Given exercise — How many lines of the records below contain the string "building"? Reply with the number alone.

>> BEGIN

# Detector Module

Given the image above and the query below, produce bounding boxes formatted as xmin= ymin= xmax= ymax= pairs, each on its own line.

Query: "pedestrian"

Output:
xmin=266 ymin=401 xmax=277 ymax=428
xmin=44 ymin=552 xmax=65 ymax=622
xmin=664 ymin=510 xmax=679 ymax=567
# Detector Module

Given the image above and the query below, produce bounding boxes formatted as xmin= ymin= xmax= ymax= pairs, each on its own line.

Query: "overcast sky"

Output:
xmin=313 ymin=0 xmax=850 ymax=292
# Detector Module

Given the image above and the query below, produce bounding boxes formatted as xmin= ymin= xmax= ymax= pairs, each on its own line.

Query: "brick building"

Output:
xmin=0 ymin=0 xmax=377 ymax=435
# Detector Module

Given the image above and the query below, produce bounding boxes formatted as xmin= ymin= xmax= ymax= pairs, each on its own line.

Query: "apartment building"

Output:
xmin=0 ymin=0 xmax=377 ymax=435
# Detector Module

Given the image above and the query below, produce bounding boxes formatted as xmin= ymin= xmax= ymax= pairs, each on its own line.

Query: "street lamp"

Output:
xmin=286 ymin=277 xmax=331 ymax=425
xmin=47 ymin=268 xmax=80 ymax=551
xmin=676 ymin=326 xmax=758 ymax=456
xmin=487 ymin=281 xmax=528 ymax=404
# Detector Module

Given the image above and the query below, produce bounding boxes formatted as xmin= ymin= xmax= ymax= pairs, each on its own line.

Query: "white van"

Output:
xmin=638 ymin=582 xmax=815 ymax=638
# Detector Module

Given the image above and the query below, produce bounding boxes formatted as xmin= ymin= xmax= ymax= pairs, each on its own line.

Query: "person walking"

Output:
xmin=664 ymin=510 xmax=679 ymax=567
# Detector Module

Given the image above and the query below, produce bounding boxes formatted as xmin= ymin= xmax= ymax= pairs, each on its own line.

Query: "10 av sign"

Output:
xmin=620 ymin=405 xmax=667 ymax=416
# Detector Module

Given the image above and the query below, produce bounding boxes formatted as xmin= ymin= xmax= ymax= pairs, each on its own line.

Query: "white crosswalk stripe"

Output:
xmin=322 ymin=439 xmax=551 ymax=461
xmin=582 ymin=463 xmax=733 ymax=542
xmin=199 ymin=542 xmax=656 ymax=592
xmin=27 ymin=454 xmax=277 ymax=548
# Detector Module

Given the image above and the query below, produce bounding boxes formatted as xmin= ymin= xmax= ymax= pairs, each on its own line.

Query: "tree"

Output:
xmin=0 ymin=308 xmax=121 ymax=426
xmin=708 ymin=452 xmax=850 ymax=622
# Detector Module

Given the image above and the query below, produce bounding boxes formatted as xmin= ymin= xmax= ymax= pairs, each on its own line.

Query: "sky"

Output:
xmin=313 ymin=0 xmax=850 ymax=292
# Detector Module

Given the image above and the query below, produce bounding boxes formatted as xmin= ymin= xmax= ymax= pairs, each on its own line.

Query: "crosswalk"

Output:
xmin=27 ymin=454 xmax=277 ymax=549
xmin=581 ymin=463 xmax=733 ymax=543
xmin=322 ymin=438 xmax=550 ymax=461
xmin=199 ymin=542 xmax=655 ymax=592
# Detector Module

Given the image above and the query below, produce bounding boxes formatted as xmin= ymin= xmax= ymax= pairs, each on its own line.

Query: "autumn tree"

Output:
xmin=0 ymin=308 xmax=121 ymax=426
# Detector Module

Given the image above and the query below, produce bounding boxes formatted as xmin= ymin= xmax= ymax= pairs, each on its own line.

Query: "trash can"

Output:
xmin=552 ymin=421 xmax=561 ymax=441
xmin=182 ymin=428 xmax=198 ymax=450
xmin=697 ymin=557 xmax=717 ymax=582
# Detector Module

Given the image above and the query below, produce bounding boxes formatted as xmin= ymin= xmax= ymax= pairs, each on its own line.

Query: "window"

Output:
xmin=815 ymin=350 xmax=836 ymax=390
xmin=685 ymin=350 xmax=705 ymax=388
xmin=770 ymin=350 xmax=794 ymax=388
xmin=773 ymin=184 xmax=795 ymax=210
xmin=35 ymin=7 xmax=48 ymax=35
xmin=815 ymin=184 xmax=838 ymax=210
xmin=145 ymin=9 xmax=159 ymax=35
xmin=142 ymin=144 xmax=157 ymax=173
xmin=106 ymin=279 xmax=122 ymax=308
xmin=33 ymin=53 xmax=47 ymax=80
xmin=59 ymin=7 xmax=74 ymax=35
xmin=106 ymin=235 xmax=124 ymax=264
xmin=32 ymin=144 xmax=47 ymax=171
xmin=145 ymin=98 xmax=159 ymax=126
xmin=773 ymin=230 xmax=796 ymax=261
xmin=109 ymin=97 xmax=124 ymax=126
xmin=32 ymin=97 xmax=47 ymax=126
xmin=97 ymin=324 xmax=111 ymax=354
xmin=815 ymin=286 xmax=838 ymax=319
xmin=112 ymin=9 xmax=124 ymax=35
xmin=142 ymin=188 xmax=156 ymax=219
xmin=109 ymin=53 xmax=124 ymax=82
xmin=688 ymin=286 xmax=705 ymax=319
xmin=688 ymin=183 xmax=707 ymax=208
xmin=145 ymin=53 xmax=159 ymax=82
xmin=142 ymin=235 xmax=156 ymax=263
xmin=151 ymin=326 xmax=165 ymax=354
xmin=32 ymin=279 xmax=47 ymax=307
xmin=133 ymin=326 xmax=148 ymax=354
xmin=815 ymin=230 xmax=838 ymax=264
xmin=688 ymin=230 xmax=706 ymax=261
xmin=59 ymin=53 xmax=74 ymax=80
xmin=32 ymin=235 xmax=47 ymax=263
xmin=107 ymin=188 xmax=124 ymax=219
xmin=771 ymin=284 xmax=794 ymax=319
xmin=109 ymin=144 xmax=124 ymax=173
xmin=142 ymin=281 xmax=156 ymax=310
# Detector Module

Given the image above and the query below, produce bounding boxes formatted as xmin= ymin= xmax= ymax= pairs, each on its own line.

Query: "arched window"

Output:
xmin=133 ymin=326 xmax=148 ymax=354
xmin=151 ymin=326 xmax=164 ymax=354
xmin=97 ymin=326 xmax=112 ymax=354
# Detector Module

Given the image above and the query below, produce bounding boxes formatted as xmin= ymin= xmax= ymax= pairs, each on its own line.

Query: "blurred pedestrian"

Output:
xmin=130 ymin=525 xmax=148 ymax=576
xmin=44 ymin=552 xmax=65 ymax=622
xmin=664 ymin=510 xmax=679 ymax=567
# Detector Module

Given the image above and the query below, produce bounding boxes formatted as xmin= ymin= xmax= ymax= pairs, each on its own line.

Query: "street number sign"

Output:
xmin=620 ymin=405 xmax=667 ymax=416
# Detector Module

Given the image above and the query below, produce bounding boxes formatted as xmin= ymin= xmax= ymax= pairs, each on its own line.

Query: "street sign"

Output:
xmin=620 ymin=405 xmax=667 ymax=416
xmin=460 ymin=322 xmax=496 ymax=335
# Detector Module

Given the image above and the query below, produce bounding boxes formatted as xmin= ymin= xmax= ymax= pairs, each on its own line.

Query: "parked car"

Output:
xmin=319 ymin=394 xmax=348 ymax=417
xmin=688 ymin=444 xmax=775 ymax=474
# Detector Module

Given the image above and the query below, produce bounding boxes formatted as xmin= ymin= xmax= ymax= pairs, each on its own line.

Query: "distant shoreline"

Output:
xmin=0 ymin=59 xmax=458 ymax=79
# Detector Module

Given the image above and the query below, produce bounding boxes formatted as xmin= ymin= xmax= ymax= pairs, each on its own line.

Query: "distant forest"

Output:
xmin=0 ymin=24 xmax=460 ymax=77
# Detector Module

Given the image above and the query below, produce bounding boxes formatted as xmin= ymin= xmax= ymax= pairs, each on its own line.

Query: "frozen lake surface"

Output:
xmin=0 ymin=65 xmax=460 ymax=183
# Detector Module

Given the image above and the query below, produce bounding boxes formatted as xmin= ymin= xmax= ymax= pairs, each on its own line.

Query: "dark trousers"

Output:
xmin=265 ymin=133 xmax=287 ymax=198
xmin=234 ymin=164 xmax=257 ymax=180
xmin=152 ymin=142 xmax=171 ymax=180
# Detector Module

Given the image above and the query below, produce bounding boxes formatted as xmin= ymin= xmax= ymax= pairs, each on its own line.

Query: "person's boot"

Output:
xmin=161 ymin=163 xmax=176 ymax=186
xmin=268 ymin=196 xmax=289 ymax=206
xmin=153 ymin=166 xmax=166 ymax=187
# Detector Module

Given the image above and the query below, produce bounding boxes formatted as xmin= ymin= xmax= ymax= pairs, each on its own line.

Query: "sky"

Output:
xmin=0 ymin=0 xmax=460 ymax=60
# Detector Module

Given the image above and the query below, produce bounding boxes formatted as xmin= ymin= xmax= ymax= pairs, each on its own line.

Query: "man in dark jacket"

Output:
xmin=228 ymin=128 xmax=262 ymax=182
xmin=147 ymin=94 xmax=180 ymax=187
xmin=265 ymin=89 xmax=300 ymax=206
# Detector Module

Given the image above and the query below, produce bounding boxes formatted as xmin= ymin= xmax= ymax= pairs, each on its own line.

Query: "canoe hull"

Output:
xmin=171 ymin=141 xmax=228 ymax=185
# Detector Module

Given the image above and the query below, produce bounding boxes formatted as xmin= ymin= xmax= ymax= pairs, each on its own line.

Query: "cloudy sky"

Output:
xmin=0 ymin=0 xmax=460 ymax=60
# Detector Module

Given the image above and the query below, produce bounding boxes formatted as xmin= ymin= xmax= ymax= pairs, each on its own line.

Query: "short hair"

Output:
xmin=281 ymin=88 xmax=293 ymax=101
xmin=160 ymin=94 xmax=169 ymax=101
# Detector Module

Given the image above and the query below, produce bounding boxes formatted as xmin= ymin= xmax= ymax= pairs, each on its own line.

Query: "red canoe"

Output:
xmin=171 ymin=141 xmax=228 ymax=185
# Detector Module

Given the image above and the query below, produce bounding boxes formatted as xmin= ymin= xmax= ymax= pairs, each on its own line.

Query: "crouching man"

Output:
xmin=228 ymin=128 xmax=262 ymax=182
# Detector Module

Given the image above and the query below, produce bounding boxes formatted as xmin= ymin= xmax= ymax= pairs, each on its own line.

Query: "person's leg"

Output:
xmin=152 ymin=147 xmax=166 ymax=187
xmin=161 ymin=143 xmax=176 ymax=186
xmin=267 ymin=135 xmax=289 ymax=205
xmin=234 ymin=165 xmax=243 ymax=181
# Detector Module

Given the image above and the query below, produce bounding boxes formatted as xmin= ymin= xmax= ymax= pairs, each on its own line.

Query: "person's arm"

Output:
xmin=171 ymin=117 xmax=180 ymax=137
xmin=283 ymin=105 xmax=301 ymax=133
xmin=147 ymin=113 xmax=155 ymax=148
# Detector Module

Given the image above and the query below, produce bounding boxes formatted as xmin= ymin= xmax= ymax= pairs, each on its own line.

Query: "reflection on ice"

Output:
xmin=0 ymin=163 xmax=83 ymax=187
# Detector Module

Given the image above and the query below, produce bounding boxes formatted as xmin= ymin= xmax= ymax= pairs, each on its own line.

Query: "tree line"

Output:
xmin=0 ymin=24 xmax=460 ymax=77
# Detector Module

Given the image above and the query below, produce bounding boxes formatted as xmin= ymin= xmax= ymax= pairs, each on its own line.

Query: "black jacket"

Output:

>> END

Solution to the exercise — 2